> [Brief]
Would you retype every record below exactly as written?

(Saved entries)
##############################

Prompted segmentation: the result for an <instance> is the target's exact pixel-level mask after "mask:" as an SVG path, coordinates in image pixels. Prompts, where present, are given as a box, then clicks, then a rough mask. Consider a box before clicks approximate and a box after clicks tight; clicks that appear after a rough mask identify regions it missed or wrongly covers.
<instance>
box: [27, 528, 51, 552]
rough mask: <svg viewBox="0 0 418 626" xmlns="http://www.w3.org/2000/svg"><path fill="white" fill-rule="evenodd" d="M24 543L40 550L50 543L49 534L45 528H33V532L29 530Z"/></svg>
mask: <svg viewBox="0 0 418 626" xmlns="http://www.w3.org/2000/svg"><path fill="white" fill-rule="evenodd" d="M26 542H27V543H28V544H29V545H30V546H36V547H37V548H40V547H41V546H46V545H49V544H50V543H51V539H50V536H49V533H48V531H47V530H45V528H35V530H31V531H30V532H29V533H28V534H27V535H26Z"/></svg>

##############################

> [Task solution]
Prompted segmentation: the result for an <instance> is the target's exact pixel-level mask after "mask:" as an SVG path, coordinates in image pixels. Prompts, where present, are given as a box, then clicks, then a rough mask. Consider a box before clicks approximate and a box after clicks tight; clicks that appear after a rough mask identify regions it missed or wrongly covers.
<instance>
box: [27, 528, 51, 552]
rough mask: <svg viewBox="0 0 418 626" xmlns="http://www.w3.org/2000/svg"><path fill="white" fill-rule="evenodd" d="M24 543L40 550L50 543L49 534L45 528H33V532L29 530Z"/></svg>
mask: <svg viewBox="0 0 418 626" xmlns="http://www.w3.org/2000/svg"><path fill="white" fill-rule="evenodd" d="M26 542H27V543H28V544H29V545H30V546H36V547H37V548H40V547H41V546H46V545H49V544H50V543H51V539H50V536H49V533H48V531H47V530H45V528H35V530H31V531H30V532H29V533H28V534H27V535H26Z"/></svg>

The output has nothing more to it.